-- start --
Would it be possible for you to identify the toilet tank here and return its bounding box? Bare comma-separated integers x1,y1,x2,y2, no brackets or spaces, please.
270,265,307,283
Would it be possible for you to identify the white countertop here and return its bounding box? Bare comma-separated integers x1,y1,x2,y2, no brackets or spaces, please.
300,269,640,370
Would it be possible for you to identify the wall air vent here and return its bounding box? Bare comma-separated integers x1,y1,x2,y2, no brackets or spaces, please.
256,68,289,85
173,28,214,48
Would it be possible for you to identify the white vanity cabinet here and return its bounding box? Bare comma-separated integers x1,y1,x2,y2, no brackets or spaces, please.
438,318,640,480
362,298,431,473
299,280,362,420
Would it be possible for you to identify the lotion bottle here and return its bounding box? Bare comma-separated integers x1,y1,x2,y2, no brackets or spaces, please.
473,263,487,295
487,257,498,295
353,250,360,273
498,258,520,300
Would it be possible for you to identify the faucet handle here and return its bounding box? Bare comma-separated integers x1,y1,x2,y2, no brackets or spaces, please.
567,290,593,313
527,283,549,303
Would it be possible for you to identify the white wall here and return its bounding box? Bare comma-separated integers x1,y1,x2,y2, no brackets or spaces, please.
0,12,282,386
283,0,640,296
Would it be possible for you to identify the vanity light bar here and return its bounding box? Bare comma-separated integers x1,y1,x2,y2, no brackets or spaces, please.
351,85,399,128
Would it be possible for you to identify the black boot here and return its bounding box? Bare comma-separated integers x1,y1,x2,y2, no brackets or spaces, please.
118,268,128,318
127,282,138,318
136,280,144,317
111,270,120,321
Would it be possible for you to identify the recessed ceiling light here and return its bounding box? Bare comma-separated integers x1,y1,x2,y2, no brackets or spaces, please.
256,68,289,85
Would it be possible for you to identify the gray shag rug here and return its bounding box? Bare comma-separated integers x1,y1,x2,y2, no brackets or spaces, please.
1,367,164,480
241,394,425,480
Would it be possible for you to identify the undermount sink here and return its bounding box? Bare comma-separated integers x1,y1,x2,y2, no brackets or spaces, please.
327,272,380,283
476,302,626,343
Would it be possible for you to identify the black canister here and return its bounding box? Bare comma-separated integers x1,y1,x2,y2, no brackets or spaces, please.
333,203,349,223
-- end --
Exercise goal:
Starting at the line containing "Would it be possible for you to identify the gray" and ending at the end of the data, render the data as a two-column CSV with columns named text and answer. Put each piece of text and everything answering it in one row, quote each field, and replace line breaks with spaces.

Result for this exercise:
text,answer
"Would it be possible for you to identify the gray shag rug here and return its bounding box? Bare comma-separated integers x1,y1,x2,y2, no brackets or spaces, please.","1,367,164,480 241,394,425,480"
"Would it be possible for you to identify the undermount sink here and return its bounding box? Bare comma-separated integers x1,y1,x2,y2, no brackets or spaces, please.","327,272,380,283 476,302,626,343"
"Would it be possible for you to identify the black canister here and return its bounding box? Bare comma-separated integers x1,y1,x2,y2, no brackets or spaces, please.","333,203,349,223"